BRIEF: Reproduce the lines below from the one that contains "point_to MUST return one point per instance of the clasped" through the end, inclusive, and add nothing.

INPUT:

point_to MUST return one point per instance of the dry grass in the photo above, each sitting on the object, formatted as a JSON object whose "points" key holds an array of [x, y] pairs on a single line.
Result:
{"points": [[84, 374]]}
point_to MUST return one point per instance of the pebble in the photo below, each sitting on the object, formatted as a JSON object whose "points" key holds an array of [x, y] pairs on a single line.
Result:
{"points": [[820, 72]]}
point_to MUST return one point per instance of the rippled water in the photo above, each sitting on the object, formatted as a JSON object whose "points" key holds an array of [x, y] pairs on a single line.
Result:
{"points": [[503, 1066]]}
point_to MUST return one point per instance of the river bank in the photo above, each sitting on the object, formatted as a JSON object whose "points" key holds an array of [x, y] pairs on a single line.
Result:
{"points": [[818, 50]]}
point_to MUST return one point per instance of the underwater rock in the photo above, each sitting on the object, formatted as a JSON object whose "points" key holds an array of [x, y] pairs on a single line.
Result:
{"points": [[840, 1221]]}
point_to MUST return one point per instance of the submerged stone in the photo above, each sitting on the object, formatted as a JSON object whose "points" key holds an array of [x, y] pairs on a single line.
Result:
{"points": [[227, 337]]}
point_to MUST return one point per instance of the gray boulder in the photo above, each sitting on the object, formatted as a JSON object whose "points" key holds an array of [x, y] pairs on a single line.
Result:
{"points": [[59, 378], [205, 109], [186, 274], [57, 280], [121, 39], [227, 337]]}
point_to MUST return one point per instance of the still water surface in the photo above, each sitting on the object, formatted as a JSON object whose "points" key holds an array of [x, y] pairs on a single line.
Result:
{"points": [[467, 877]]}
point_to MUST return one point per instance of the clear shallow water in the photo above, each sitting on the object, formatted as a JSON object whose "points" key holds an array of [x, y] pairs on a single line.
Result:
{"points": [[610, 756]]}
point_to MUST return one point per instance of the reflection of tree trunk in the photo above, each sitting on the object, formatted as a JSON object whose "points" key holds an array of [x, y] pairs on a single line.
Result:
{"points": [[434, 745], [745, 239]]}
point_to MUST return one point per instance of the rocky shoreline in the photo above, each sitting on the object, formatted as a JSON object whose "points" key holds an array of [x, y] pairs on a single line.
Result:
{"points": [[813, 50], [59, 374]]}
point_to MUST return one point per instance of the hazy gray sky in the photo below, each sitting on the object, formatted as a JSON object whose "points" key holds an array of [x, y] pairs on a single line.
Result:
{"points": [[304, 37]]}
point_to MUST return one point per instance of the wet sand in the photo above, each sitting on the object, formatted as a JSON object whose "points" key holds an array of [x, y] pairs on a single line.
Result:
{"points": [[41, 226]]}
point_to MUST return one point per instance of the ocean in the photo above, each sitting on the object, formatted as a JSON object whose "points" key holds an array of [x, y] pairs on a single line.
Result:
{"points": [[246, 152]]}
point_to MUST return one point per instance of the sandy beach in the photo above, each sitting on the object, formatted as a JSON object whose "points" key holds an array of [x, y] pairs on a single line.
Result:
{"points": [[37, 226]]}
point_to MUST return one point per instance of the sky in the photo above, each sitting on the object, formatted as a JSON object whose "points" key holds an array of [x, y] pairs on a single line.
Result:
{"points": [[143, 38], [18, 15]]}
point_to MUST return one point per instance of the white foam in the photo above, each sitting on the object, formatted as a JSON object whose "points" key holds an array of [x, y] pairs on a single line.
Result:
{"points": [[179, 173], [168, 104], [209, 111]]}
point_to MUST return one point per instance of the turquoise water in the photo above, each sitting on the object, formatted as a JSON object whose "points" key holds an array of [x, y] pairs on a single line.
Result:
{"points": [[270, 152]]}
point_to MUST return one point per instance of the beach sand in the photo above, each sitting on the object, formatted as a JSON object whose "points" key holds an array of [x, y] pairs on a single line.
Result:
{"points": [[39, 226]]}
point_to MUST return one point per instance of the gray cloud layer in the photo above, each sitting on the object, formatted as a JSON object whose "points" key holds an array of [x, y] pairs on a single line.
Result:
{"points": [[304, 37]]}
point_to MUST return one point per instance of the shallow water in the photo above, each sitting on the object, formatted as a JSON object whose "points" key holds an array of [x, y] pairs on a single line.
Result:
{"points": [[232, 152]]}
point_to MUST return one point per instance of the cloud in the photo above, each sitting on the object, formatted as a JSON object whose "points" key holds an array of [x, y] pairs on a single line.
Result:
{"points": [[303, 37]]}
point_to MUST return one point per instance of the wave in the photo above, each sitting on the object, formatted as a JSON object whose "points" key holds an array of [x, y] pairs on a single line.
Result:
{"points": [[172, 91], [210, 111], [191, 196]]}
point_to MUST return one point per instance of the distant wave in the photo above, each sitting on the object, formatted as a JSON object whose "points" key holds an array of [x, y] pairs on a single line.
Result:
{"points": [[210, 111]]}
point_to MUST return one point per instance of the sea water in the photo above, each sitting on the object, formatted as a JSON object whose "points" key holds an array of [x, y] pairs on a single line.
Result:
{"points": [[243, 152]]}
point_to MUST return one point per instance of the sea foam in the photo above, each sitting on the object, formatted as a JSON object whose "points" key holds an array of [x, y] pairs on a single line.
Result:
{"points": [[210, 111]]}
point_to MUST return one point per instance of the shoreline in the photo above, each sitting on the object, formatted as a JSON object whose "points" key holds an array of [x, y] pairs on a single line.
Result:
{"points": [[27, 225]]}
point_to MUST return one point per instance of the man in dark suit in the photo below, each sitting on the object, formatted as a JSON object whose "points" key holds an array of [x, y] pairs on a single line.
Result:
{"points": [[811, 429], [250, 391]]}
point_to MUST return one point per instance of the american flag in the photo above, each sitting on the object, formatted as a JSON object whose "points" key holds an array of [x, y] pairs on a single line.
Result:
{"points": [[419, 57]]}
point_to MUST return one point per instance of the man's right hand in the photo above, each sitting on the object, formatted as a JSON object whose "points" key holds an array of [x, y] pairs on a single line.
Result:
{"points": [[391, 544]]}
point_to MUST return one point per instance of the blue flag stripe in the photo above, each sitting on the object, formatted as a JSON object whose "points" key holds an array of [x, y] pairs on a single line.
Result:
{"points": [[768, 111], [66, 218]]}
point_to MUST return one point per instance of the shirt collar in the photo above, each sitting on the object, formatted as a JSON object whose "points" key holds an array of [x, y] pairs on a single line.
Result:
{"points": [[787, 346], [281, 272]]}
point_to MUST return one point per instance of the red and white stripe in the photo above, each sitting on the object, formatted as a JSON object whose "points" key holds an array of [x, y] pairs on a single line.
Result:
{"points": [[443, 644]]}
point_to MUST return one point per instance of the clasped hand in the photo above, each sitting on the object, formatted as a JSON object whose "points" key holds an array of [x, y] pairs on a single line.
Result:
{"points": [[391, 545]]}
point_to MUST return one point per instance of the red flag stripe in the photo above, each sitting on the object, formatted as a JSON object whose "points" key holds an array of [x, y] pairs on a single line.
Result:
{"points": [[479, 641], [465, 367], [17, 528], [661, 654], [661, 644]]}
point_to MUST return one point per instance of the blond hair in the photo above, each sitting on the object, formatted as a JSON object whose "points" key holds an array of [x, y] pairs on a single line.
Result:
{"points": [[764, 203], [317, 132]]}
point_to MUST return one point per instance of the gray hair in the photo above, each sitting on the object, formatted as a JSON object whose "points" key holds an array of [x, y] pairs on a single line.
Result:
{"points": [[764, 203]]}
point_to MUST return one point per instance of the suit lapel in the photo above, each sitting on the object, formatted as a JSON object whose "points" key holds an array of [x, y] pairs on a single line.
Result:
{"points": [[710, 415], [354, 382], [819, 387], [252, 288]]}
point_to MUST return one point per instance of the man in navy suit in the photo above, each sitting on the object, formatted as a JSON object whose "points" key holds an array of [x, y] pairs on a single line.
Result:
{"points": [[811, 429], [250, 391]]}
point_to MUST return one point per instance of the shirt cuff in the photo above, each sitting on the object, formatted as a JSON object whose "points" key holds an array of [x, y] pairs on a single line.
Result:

TASK SOLUTION:
point_to MUST return one point per instance of the clasped hand in the photo above, each sitting on the object, formatted as a JSON object whose "points" key holds an array of [x, y] pairs on a single line.
Result:
{"points": [[391, 545]]}
point_to MUST return one point per instance of the red flag stripe in the photo above, each sitting on the object, formatted as a JSON object whose "points" key holds an array of [x, y] pairs on a single line.
Result:
{"points": [[479, 641], [465, 367], [17, 528], [661, 654], [661, 644]]}
point_to MUST return one point per instance of the blond hair in the photo above, each sitting on the object, formatted as a JSON object whose "points" key holds an array of [x, y] pairs on a single line.
Result:
{"points": [[764, 203], [317, 132]]}
point_to MUST return one point per instance of the gray hair in the photo above, each sitting on the object, formatted as a JSON object whose "points" key holds an array of [x, y] pairs on a single line.
Result:
{"points": [[764, 203]]}
point_to MUST return one point per instance of the suit lapel in the photo above, each sitting on the object, formatted as a JSON object whose "points" key holds an array of [x, y] pairs on a single line.
Result:
{"points": [[710, 415], [354, 382], [819, 387], [252, 288]]}
point_to MUST return one point per instance of the man in navy suit in the photo above, each sitting on the object, formatted as a JSON object whose "points" key holds an array of [x, y] pairs on a single line.
Result:
{"points": [[811, 429], [250, 391]]}
point_to MUST return one point per instance of the shirt cuff in the photo above, each sitting on the object, formatted as a JSON object whose "points" key holds an array of [x, y] pairs on a single line.
Result:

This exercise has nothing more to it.